-- Given problem --
Please output, word for word, the stretch of the introduction on membrane technology in the food industry from "Reverse osmosis is" through "reduced alcohol content.".

-- Excerpted passage --
Introduction

The use of membrane technology in the food industry is increasing. Established membrane processes in this field include reverse osmosis (RO), ultrafiltration (UF), microfiltration (MF) and electrodialysis (ED) and, to some extent, nanofiltration (NF). The application of new membrane processes, such as pervaporation (PV), is under development for the food industry. In 1991 the annual sale of membranes and membrane modules for the food industry was estimated at about 235 million US $ or about 10% of the annual sales, distributed as follows: MF 130, UF 60, RO 25 and ED 20 million US $ [1], It should be observed that about half of the annual sales is accounted for by devices for blood purification and about 30% for water purification.

Most of the microfilters installed to date are run in the dead-end mode. The main applications are found in the beverage industry, where microfiltration is used to achieve sterile filtration and clarification. The use of crossflow microfiltration is, however, increasing, leading to better performance and a substantially longer membrane lifetime. In this chapter only the crossflow applications will be discussed.

Ultrafiltration often presents a unique separation solution, for example the use of ultrafiltration for fractionation. In other applications, ultrafiltration is an alternative to other separation processes. When used for concentration, ultrafiltration sometimes competes with evaporation, for example.

Reverse osmosis is normally used for the concentration of liquid foods and food process effluents, and, in some cases, for fractionation purposes, e.g., in the beverage industry for production of beer with reduced alcohol content.

Partial demineralization can be obtained by using membranes in the intermediate range between UF and RO, often called nanofiltration. High-molecular-weight compounds are concentrated simultaneously. A higher degree of demineralization can often be obtained using electrodialysis. In this case, however, the product is not concentrated simultaneously.

-- Data rows --
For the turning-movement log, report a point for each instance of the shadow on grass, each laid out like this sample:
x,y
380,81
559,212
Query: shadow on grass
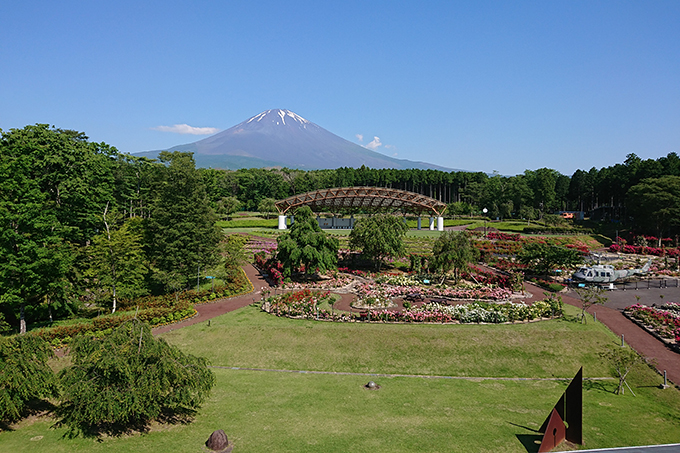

-- Answer below --
Reverse osmosis is normally used for the concentration of liquid foods and food process effluents, and, in some cases, for fractionation purposes, e.g., in the beverage industry for production of beer with reduced alcohol content.